--- start SOURCE RECORDS ---
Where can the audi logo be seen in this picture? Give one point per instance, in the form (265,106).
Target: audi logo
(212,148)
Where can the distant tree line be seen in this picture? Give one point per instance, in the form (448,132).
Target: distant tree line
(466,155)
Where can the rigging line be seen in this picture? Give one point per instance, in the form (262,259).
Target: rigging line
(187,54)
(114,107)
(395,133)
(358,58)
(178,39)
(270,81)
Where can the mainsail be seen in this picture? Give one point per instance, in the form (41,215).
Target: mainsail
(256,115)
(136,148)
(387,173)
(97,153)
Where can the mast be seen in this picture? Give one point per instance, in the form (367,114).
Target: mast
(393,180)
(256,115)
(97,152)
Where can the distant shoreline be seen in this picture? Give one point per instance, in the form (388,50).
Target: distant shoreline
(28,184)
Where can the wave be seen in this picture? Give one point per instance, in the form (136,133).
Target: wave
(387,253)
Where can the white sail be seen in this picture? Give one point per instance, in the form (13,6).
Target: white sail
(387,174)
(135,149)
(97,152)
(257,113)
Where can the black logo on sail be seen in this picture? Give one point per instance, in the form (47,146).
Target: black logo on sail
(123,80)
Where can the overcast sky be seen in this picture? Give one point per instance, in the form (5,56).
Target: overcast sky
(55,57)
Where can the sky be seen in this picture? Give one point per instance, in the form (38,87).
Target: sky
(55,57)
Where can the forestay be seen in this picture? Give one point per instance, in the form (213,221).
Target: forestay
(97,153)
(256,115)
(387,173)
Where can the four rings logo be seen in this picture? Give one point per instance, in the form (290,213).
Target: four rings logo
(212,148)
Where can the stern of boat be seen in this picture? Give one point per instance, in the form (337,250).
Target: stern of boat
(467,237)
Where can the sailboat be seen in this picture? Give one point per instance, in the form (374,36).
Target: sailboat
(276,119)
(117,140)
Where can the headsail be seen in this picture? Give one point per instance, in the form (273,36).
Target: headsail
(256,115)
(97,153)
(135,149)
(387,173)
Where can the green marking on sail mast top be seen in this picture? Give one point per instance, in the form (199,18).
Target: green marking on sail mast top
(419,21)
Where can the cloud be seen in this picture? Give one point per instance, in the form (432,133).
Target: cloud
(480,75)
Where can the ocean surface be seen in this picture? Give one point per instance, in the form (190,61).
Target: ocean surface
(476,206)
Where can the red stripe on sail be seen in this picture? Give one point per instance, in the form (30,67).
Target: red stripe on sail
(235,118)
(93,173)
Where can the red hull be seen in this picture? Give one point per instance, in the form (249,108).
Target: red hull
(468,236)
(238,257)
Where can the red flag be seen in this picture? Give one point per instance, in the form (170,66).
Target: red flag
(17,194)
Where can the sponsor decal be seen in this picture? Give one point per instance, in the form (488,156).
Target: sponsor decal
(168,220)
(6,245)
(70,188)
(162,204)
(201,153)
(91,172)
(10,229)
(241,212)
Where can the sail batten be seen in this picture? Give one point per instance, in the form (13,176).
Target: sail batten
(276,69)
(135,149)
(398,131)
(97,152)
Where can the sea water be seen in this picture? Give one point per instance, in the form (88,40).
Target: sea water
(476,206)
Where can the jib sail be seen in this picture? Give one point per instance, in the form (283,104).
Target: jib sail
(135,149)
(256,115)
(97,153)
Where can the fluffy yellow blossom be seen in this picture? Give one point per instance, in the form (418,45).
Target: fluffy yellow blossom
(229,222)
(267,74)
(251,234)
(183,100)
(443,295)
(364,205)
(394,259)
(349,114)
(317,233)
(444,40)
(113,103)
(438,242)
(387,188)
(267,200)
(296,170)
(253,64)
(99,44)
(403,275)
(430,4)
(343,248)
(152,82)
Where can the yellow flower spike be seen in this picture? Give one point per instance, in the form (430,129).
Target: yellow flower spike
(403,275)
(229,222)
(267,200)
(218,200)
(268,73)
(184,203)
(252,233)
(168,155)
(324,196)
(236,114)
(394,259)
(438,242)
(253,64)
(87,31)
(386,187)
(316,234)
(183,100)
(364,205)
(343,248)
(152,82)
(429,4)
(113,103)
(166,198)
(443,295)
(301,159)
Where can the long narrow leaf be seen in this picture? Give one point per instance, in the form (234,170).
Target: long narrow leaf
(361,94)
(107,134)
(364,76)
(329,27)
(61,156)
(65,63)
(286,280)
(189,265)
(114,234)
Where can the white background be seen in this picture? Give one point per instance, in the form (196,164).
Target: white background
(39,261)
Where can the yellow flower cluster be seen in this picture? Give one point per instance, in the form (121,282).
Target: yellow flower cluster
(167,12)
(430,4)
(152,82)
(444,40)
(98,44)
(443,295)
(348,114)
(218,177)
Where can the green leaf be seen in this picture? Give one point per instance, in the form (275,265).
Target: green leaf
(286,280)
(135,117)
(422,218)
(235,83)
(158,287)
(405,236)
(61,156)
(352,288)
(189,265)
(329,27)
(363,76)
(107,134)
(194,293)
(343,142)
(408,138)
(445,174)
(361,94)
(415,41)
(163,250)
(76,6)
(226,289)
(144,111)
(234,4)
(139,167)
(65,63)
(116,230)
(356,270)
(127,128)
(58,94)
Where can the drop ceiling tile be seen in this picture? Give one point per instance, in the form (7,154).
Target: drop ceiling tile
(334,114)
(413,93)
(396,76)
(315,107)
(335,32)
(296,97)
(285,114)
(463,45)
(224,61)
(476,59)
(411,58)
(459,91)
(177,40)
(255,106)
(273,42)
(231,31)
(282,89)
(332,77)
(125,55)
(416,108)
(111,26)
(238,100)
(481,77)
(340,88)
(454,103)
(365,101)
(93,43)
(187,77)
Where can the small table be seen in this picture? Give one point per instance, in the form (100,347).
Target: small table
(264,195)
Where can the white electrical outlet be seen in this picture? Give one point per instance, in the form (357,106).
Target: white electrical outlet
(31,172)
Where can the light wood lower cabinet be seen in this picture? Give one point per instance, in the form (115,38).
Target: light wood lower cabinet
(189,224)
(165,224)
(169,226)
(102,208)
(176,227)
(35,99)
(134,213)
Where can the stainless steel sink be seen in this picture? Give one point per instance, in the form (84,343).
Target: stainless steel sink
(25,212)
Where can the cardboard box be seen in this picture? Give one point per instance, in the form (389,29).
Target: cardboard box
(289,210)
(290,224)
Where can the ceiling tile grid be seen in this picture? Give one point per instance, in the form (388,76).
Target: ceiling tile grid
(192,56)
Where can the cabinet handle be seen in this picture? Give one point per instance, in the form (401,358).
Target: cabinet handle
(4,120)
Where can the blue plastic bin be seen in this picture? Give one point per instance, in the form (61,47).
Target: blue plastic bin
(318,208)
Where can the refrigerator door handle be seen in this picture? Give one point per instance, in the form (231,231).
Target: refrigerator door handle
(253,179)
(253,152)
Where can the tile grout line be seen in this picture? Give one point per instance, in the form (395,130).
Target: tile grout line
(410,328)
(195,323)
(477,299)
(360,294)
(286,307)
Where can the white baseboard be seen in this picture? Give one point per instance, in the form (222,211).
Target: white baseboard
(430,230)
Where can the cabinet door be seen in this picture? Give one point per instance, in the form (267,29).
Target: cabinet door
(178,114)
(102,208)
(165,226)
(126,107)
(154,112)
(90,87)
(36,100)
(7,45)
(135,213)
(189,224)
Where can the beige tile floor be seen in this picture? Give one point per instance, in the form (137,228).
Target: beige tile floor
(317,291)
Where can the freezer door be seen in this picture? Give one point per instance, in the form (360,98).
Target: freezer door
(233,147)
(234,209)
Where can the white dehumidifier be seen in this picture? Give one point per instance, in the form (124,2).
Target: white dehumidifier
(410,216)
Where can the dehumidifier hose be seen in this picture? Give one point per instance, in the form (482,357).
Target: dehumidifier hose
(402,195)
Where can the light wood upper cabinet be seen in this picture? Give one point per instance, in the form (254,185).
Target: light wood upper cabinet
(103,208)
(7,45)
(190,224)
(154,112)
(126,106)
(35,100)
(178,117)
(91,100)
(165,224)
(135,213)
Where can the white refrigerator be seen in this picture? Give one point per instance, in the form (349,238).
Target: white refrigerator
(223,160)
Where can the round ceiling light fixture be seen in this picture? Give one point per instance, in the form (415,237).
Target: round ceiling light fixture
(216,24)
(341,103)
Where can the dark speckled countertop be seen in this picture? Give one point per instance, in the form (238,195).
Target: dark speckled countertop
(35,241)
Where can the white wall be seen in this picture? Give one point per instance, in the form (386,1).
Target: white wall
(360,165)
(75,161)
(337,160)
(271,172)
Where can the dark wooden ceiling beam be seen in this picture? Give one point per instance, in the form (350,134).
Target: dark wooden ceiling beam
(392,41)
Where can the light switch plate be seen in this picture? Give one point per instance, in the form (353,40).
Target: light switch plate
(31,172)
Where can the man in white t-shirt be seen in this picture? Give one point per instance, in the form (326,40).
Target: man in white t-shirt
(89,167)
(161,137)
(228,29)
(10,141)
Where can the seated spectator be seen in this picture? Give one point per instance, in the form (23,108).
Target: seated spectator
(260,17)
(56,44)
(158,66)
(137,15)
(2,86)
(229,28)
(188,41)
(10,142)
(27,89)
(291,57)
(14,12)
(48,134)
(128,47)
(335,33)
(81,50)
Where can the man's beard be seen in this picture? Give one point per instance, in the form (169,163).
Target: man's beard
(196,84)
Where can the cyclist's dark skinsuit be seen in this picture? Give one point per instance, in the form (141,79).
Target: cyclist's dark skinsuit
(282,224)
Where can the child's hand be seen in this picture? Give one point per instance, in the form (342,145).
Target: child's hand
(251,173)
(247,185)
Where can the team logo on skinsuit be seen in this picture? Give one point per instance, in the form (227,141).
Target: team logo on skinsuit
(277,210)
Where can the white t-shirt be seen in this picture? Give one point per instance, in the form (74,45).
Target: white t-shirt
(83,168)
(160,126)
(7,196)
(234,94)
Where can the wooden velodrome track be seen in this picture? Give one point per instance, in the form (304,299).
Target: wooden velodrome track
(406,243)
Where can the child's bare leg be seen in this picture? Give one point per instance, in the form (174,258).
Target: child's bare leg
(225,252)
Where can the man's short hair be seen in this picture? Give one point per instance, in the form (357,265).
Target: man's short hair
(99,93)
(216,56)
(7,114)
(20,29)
--- end SOURCE RECORDS ---
#### [WRITTEN PROBLEM]
Find the line containing "Where can the light switch" in the material above. Print it and every line after it through the end, exactly and only those.

#### [RESPONSE BELOW]
Where can the light switch plate be seen in this picture? Give one point per instance, in the form (353,40).
Target: light switch plate
(31,172)
Where can the man in white t-shirt be seen in this picture? Give one point per instance, in the form (326,40).
Target: man in white t-shirt
(89,167)
(161,137)
(228,29)
(10,141)
Where can the seated spectator be seen in this picture? Give one point per instance, in the form (23,108).
Target: seated spectator
(260,17)
(56,44)
(158,66)
(137,15)
(2,86)
(229,28)
(188,41)
(10,142)
(27,89)
(291,57)
(14,12)
(48,134)
(128,47)
(335,33)
(81,50)
Where can the man's beard be seen in this picture? Give one point per instance, in the form (169,163).
Target: man's beard
(196,84)
Where can the cyclist's dark skinsuit be seen in this picture? Give one point per instance, in the form (141,79).
Target: cyclist's dark skinsuit
(282,224)
Where can the child's hand be seen in this picture? Give one point per instance, in the form (342,145).
Target: child's hand
(251,173)
(247,185)
Where can the team logo on skinsuit be seen in this picture? Give one point per instance, in the form (227,141).
Target: team logo on skinsuit
(277,210)
Where can the white t-shirt be seen in this picture? Give one point per instance, in the form (74,45).
Target: white t-shirt
(83,168)
(160,126)
(7,196)
(234,94)
Where can the wooden velodrome track be seen in this picture? Give one point per instance, in the form (304,299).
Target: wooden velodrome track
(406,243)
Where can the child's bare leg be seen in this picture? Give one point per instance, in the form (174,258).
Target: child's bare leg
(225,252)
Where can the man's short hair be seen in this picture? Give one point per instance, in the form (357,265).
Target: man's short hair
(99,93)
(216,56)
(7,114)
(20,29)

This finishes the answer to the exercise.